## CONJUNTO DE EXERCÍCIOS:
A – De acordo com o texto sobre Querubim Lapa, em que ano foi realizado o baixo-relevo do café Mexicana?
B – Prossiga o texto sobre Querubim Lapa a partir da última frase apresentada.

## TEXTO DO DOCUMENTO:
Querubim Lapa, o pintor atrás da cerâmica

De um lado, estava o pintor. Do outro, o escultor e o ceramista. Querubim Lapa ligou todas as artes numa plasticidade inovadora e inventiva. Cores explosivas, volumetrias inesperadas, geometrias a romper com a tradicional linguagem académica, mas recuperando influências clássicas e até primitivas. A obra tornou-se visível, com impacto no espaço público. Alguns dos trabalhos mais icónicos estão ao virar da esquina, nas ruas de Lisboa. Com uma invulgar longevidade artística, mestre Querubim, que tinha na pintura a maior paixão, foi um dos mais relevantes ceramistas portugueses do século XX.

É possível que os muito distraídos não reparem nas fachadas revestidas a cerâmica, nos painéis tridimensionais que se encontram no exterior e interior dos edifícios públicos e privados. Que lhes escapem as gradações de cor, os azulejos policromáticos ornamentados com elementos vegetais e animais, os vidrados metalizados. Alguns exuberantes, como a coluna do Hotel Ritz (1959) ou o baixo-relevo do café Mexicana (1962), outros mais depurados e geométricos, como a estação do metropolitano da Bela Vista (1998).

## DADOS FORNECIDOS:

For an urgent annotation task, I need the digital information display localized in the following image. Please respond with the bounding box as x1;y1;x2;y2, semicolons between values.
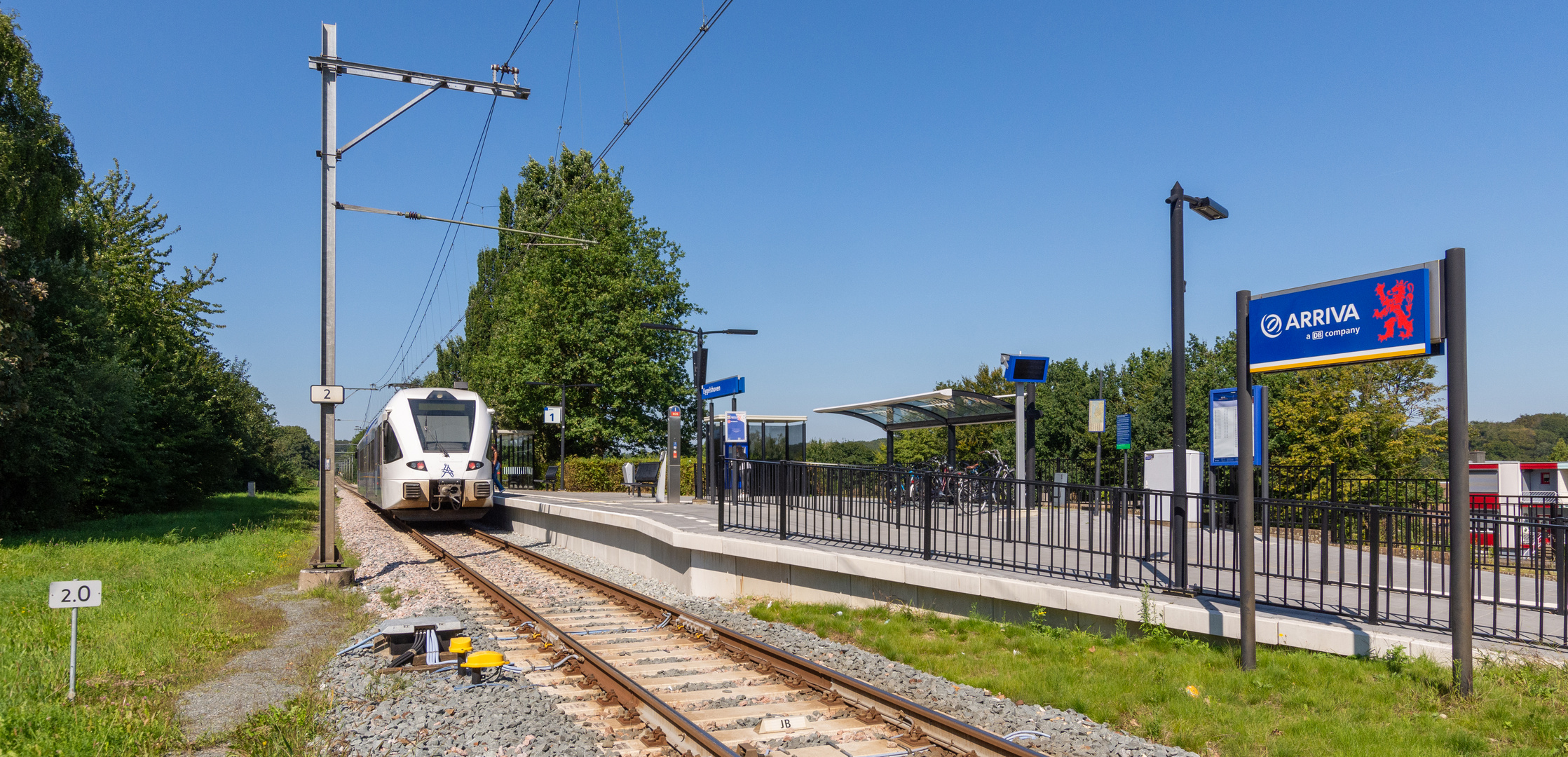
1002;354;1051;384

## RESPOSTAS POR EXERCÍCIO:
A – Em 1962.

B –
As obras contam-se num roteiro longo e impressivo. Querubim Lapa é o ceramista com mais presença em Lisboa, resultado do trabalho desenvolvido, a partir de 1954, com Raúl Chorão Ramalho e outros arquitetos ligados ao modernismo. Convidado a idealizar e a realizar peças em azulejaria, cerâmica e escultura, o artista ganha experiência na Viúva Lamego – fábrica com tradição na arte do azulejo desde 1849 – , aprofunda técnicas, ao mesmo tempo que se aventura em soluções plásticas inovadoras. “As características que melhor definem o seu trabalho é experimentar, arriscar, investir”, salienta Rita Gomes Ferrão, historiadora e investigadora que conduz esta Visita Guiada.

Surgem os vidrados opacos, os esmaltes transparentes e as sobreposições de cores a criar texturas estaladas, sendo esta última uma técnica que cultivara antes na pintura, em alguns dos seus quadros ligados ao neorrealismo, movimento a que se associou quando na Arte era também necessário assumir uma posição e um programa estético para lutar contra a ditadura do Estado Novo. Nessa fase pintou As Costureiras, onde são visíveis as camadas de tintas, raspadas e riscadas, criando assim um dos efeitos identitários desta obra de autor.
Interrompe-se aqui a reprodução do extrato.